• **Short problem**
Copy the following lines word for word.

.....

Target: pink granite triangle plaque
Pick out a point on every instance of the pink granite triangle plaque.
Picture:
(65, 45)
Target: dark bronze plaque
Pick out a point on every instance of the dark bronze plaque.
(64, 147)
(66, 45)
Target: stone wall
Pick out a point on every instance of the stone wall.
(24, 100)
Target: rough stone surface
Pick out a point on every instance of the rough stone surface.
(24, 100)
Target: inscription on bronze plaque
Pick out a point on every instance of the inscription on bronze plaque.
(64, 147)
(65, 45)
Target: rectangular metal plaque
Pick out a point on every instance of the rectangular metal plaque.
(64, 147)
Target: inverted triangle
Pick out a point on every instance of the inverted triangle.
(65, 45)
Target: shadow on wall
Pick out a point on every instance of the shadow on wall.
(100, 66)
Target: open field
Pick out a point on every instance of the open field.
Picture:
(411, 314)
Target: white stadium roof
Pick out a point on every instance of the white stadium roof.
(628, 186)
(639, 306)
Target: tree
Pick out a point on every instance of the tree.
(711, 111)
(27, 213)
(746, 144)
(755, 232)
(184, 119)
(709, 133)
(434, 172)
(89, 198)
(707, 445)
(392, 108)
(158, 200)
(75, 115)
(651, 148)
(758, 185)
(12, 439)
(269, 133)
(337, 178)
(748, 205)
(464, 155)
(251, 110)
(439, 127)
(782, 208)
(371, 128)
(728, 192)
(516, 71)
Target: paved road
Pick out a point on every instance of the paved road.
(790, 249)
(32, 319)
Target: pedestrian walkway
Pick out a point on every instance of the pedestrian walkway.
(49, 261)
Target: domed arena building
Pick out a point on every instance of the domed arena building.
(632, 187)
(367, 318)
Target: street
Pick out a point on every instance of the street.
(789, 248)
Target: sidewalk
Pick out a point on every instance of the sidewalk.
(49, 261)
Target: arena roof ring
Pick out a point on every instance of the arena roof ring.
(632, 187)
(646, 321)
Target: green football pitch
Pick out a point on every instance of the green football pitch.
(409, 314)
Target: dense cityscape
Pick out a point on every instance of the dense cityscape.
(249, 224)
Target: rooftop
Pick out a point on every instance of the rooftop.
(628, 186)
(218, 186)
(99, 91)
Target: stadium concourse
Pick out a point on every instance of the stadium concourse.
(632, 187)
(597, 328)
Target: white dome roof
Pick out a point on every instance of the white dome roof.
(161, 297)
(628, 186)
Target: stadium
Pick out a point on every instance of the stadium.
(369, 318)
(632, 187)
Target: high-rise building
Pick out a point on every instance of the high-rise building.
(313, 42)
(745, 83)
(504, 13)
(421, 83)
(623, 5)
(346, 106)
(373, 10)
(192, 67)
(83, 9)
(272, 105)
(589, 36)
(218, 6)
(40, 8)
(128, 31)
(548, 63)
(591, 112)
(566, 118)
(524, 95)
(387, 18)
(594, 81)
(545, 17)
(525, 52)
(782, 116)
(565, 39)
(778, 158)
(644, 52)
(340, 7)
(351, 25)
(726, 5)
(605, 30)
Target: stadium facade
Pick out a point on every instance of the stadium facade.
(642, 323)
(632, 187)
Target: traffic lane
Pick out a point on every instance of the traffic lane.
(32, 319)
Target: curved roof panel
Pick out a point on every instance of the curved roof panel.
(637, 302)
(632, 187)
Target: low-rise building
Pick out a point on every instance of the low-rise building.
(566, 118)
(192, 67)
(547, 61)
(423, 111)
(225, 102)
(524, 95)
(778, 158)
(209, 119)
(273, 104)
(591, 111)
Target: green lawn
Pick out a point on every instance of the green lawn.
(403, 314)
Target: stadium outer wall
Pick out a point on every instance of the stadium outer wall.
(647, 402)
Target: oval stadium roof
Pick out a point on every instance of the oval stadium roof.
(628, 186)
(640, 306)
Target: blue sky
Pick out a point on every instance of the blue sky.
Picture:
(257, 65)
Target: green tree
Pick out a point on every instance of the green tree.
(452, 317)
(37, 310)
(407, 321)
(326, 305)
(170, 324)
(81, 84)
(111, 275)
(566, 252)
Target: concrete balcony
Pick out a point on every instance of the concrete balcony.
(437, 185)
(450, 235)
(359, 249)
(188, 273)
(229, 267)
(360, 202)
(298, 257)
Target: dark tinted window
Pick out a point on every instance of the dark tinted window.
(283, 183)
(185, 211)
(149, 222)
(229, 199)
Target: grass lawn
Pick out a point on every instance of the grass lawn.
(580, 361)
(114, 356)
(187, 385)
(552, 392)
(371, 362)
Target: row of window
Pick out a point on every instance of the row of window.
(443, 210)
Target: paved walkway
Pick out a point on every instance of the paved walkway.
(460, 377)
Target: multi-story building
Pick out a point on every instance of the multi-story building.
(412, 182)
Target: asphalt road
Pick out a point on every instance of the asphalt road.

.....

• **Reply**
Target: pink granite triangle plaque
Pick out a point on every instance of the pink granite triangle plaque.
Picture:
(65, 45)
Target: dark bronze plaque
Pick out a point on every instance of the dark bronze plaque.
(64, 147)
(66, 45)
Target: stone wall
Pick out a point on every instance of the stone wall.
(24, 100)
Target: rough stone surface
Pick out a point on every instance of the rough stone surface.
(24, 100)
Target: inscription on bronze plaque
Pick out a point on every instance of the inscription on bronze plaque.
(64, 147)
(65, 45)
Target: rectangular metal plaque
Pick out a point on every instance of the rectangular metal plaque.
(64, 147)
Target: inverted triangle
Pick out a point on every instance of the inverted triangle.
(65, 45)
Target: shadow on wall
Pick out a point on every instance of the shadow on wall.
(100, 66)
Target: open field
Pick out a point on every instance of the open field.
Picture:
(411, 314)
Target: white stadium roof
Pick out a point on every instance of the white stadium roof.
(628, 186)
(639, 306)
Target: tree
Pick out a point on every instance of the tree.
(711, 111)
(27, 213)
(746, 144)
(755, 232)
(184, 119)
(709, 133)
(434, 172)
(89, 198)
(707, 445)
(392, 108)
(158, 200)
(75, 115)
(651, 148)
(758, 185)
(12, 439)
(269, 133)
(337, 178)
(748, 205)
(464, 155)
(251, 110)
(439, 127)
(782, 208)
(371, 128)
(728, 192)
(516, 71)
Target: paved road
Pick out a point on every instance of the paved road.
(790, 249)
(32, 319)
Target: pedestrian walkway
Pick out a point on every instance of the pedestrian walkway.
(49, 261)
Target: domed arena building
Pick out a point on every instance of the domed arena building.
(632, 187)
(367, 318)
Target: street
Pick out a point on every instance of the street.
(789, 248)
Target: sidewalk
Pick out a point on every instance of the sidewalk.
(49, 261)
Target: arena roof ring
Pick out a point on every instance of the arena roof ring.
(632, 187)
(646, 321)
Target: green football pitch
Pick out a point on every instance of the green football pitch.
(409, 314)
Target: dense cityscape
Pick out a point on every instance of the dense cityscape.
(249, 224)
Target: rooftop
Pick out a point on every instance of the rooftop.
(628, 186)
(218, 186)
(99, 91)
Target: stadium concourse
Pick out a point on every instance of the stadium concourse.
(632, 187)
(597, 328)
Target: white dome roof
Pick out a point on every instance of the white dome roof.
(161, 297)
(628, 186)
Target: stadium
Pick out a point on every instance of the stadium.
(369, 318)
(632, 187)
Target: high-rise building
Pick out a point on every instance of the high-rise building.
(313, 42)
(745, 83)
(504, 13)
(421, 83)
(623, 5)
(346, 106)
(373, 10)
(192, 67)
(83, 9)
(272, 105)
(589, 36)
(218, 6)
(40, 8)
(128, 31)
(548, 63)
(591, 112)
(566, 118)
(524, 95)
(387, 18)
(594, 81)
(545, 17)
(525, 52)
(782, 116)
(565, 39)
(778, 158)
(644, 52)
(340, 7)
(351, 25)
(726, 5)
(605, 30)
Target: stadium facade
Pick out a point on every instance of the stadium facade.
(642, 323)
(632, 187)
Target: traffic lane
Pick out a point on every instance of the traffic lane.
(32, 319)
Target: curved roof panel
Pick out a point on every instance of the curved roof panel.
(637, 302)
(632, 187)
Target: low-rise building
Pick out a point on every instance of the low-rise building.
(566, 118)
(192, 67)
(547, 61)
(423, 111)
(225, 102)
(524, 95)
(778, 158)
(209, 119)
(273, 104)
(591, 111)
Target: green lawn
Pick out a point on every instance of the green lawn.
(403, 314)
Target: stadium outer wall
Pick out a point on every instance of the stadium outer wall.
(647, 402)
Target: oval stadium roof
Pick out a point on every instance of the oval stadium roof.
(628, 186)
(640, 306)
Target: blue sky
Pick out a point on every instance of the blue sky.
Picture:
(257, 65)
Target: green tree
Pick out a point on every instance of the green tree.
(452, 317)
(37, 310)
(407, 321)
(326, 305)
(170, 324)
(81, 84)
(111, 275)
(566, 252)
Target: concrete balcony
Pick out a point on every instance of the concrete balcony.
(437, 185)
(450, 235)
(359, 249)
(188, 273)
(229, 267)
(360, 202)
(298, 257)
Target: dark tinted window
Pick out a point on every instance of the dark tinted window.
(283, 183)
(185, 211)
(149, 222)
(229, 199)
Target: grass lawn
Pick out a point on every instance of the grass lawn.
(580, 361)
(114, 356)
(187, 385)
(552, 392)
(371, 362)
Target: row of window
Pick out a point on every instance of the row of window.
(443, 210)
Target: paved walkway
Pick out a point on every instance of the paved walkway.
(460, 377)
Target: multi-story building
Pick out a point on every instance of the multi-story building.
(412, 182)
Target: asphalt road
Pick out a point on every instance of the asphalt road.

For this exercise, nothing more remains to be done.